Your instructions: For the entries below, print exactly the lines between the line holding "Target = halter noseband" and the line holding "Target = wagon wheel", inclusive, and nothing else.
---
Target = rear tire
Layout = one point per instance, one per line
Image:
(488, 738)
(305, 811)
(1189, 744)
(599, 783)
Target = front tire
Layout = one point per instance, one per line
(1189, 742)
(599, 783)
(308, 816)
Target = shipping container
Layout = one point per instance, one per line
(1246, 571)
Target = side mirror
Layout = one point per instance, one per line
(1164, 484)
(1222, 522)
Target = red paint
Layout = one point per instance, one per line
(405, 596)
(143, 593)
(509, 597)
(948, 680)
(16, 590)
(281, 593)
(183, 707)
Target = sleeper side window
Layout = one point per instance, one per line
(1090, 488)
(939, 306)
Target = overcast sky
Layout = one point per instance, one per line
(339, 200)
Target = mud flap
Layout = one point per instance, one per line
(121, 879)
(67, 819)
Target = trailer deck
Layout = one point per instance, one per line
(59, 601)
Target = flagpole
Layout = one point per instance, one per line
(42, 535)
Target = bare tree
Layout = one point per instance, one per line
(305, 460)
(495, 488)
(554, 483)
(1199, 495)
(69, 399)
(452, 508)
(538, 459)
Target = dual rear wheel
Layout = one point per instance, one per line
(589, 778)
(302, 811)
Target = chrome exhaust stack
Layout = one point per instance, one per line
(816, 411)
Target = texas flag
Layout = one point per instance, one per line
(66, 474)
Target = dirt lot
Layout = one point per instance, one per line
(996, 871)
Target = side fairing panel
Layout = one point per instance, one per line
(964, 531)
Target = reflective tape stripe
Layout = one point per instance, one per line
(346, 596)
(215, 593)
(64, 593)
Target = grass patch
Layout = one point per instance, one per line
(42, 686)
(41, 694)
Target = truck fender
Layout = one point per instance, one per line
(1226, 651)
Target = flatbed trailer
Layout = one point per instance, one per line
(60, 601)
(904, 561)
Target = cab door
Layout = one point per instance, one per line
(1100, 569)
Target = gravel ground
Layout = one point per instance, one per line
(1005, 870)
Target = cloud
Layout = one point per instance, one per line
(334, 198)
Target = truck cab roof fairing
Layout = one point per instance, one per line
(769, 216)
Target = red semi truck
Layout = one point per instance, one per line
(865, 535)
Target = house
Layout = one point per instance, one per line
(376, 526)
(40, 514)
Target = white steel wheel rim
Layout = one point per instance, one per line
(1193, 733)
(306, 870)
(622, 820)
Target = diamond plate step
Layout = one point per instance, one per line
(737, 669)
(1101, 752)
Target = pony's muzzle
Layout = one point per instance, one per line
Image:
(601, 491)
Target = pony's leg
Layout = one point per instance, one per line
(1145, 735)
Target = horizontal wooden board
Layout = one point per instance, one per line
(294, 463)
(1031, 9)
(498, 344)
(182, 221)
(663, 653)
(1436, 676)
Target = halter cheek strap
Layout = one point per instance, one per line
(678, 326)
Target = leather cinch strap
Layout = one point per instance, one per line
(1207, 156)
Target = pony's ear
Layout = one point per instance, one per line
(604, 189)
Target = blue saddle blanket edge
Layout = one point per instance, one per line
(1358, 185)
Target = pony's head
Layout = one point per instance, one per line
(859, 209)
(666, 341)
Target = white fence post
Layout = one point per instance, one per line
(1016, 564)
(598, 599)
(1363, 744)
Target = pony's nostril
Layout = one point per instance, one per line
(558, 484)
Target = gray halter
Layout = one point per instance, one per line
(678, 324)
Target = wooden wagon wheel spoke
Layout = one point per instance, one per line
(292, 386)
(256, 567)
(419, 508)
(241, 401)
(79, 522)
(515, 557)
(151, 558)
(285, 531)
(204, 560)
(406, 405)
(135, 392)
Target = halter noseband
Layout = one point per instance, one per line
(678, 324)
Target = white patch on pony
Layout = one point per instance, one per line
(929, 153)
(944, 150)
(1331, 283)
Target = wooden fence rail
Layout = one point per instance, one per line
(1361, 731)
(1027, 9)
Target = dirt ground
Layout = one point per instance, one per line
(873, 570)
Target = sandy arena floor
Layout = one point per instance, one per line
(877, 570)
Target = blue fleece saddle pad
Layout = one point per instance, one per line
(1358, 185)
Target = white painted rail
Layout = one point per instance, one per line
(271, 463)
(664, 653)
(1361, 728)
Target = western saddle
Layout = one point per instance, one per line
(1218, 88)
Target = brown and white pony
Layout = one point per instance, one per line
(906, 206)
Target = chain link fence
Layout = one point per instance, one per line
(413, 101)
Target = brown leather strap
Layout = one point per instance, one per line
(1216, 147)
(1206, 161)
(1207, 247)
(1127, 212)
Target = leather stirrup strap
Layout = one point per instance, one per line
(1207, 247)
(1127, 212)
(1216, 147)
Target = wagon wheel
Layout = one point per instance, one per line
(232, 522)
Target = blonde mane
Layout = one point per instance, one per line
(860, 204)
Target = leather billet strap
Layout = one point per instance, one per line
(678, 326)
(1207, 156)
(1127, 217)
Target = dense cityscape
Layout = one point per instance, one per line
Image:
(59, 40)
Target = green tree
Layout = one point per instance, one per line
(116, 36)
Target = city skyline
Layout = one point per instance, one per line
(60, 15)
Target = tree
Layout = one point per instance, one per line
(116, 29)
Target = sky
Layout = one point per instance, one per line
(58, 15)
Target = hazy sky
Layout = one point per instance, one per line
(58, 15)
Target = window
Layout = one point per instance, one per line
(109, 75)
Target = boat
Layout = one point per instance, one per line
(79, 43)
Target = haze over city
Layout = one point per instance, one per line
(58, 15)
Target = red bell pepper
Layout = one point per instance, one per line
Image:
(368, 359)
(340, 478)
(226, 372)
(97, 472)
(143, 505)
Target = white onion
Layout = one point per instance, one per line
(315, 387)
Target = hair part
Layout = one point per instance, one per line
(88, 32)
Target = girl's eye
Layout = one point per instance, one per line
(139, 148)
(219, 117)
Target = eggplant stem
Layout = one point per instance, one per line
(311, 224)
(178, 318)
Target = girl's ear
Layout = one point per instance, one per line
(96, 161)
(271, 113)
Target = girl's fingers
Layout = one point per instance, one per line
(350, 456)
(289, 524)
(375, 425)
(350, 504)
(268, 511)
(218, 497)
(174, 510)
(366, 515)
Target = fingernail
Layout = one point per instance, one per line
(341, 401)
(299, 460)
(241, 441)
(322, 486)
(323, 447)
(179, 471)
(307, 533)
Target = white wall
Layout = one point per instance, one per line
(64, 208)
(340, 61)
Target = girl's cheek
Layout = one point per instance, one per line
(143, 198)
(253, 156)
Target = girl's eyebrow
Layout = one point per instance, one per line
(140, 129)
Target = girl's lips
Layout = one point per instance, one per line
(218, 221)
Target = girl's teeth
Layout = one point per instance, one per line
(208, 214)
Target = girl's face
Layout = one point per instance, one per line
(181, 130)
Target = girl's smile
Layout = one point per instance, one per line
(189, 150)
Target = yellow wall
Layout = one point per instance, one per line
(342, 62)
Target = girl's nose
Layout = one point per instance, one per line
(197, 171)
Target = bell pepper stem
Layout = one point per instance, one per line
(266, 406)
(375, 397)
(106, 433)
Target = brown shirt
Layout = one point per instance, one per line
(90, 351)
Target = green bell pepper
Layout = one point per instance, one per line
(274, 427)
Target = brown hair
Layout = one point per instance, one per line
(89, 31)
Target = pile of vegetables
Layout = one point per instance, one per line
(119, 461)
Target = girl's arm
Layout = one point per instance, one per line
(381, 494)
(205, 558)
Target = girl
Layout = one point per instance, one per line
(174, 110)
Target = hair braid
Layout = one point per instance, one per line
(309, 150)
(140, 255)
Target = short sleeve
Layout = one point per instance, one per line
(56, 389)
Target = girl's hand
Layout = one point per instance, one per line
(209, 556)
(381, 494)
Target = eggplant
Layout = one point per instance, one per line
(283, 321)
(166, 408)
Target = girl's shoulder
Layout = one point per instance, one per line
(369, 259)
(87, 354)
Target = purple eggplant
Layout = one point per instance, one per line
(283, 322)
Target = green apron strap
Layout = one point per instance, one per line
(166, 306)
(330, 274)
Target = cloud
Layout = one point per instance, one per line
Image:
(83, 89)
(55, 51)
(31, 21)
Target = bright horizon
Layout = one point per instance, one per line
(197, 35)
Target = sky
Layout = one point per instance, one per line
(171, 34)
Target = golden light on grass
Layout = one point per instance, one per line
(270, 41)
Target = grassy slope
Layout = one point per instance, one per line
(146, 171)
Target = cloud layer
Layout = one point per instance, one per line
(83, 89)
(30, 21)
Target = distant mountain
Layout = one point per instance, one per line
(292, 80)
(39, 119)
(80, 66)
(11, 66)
---
Solved problem:
Target = halter noseband
Layout = one point per instance, one per line
(678, 324)
Target = white patch on pony
Layout = one point per instance, one per line
(929, 153)
(944, 150)
(1331, 283)
Target = wooden fence rail
Layout = one point per instance, one per line
(1361, 731)
(1027, 9)
Target = dirt ground
Layout = one point per instance, one per line
(873, 570)
Target = sandy arena floor
Layout = one point per instance, one per line
(877, 570)
Target = blue fleece saddle pad
Layout = one point per instance, one per line
(1358, 185)
Target = white painted rail
Layout = one point per instance, one per line
(271, 463)
(664, 653)
(1361, 728)
Target = western saddle
Layout = one point per instance, one per line
(1218, 88)
Target = brown and white pony
Layout = one point per instance, one per line
(906, 206)
Target = chain link fence
Layout = one point per instance, one per line
(413, 101)
Target = brown leather strap
Layout = one point per instance, one per line
(1216, 147)
(1206, 161)
(1207, 247)
(1127, 212)
Target = leather stirrup strap
Layout = one point per instance, one per line
(1207, 247)
(1127, 212)
(1216, 147)
Target = wagon wheel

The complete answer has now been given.